▶ [THE INPUT]:
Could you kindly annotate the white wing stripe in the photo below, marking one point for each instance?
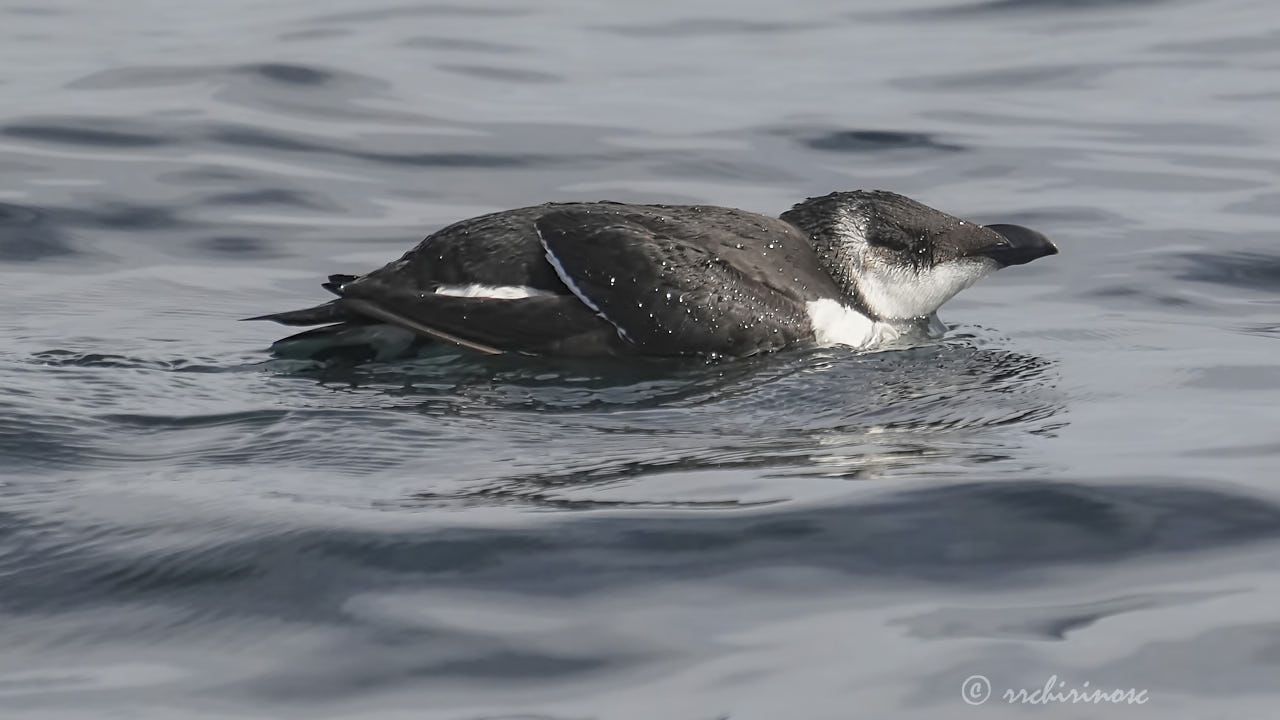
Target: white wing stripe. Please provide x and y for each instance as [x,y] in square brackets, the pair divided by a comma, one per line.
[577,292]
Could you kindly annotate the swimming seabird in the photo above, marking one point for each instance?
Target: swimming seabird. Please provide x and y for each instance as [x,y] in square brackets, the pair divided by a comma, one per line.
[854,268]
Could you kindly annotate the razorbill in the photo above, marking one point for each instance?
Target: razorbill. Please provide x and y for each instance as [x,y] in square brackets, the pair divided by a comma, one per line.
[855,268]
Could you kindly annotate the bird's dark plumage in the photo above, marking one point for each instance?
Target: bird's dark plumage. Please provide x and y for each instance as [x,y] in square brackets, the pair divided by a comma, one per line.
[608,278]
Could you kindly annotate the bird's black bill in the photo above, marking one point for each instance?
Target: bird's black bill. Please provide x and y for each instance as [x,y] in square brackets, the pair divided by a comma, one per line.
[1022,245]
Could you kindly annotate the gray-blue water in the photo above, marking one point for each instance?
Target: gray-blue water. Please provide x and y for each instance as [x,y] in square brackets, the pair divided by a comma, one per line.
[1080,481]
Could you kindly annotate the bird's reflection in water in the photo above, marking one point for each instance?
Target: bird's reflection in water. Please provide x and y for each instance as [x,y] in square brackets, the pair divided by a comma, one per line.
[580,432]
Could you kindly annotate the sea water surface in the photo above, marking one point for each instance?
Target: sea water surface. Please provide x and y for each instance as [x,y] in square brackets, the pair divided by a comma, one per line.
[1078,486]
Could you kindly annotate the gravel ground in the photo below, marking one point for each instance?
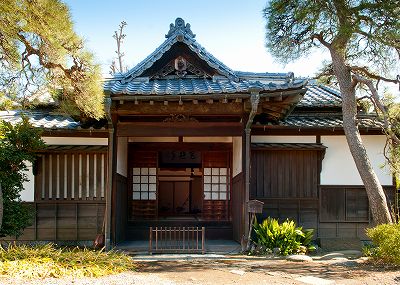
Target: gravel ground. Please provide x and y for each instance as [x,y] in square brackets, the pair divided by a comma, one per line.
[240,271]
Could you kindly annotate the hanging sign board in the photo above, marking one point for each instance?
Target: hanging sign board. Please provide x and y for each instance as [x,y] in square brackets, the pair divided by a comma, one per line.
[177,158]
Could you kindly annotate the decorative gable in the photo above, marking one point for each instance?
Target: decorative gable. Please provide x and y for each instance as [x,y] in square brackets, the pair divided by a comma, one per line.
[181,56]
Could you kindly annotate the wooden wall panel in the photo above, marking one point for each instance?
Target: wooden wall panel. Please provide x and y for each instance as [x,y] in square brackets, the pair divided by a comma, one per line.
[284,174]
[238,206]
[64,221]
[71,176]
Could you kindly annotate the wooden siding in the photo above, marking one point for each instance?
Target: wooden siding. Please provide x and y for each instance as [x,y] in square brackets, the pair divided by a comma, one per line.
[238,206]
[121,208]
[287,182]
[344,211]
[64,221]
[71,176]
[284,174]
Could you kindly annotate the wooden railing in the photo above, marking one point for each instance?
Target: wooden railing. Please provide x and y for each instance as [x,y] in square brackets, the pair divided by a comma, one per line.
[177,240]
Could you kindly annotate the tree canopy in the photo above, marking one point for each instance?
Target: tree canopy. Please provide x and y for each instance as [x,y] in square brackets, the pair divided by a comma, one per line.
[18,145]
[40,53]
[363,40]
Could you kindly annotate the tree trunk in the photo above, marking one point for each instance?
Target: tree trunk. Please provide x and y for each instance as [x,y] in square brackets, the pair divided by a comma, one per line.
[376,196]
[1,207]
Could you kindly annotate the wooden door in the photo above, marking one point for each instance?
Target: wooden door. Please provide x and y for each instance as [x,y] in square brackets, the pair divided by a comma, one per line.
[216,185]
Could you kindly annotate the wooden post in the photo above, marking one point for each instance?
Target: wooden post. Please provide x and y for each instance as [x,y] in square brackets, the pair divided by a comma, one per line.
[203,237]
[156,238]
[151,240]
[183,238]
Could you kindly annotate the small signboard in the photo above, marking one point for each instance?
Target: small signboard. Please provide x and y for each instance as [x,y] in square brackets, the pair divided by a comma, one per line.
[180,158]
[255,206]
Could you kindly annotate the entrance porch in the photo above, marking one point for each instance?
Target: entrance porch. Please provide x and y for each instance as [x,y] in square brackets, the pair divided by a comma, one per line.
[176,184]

▶ [GIVEN EXERCISE]:
Rewrite the lines from the line with "Could you kindly annotate the small" through the end of the records as a Markdown table with the columns Row and Line, omitting any blank lines.

▶ [PROBLEM SOLUTION]:
| Row | Line |
|---|---|
| 1 | Could you kindly annotate the small signboard in the photo above, marking one point for each instance? |
| 2 | Target: small signboard. Please provide x and y for each instance as [x,y] in square brackets, the pair divided by a comma, one per line. |
| 3 | [180,158] |
| 4 | [255,206] |
| 5 | Could you kindly annotate the entrance porch in the photo above, marking one point for each instance? |
| 6 | Target: entrance porch. Please provide x and y for each instance as [x,y] in square brackets, the pair divided by a comma, one per line. |
| 7 | [176,184] |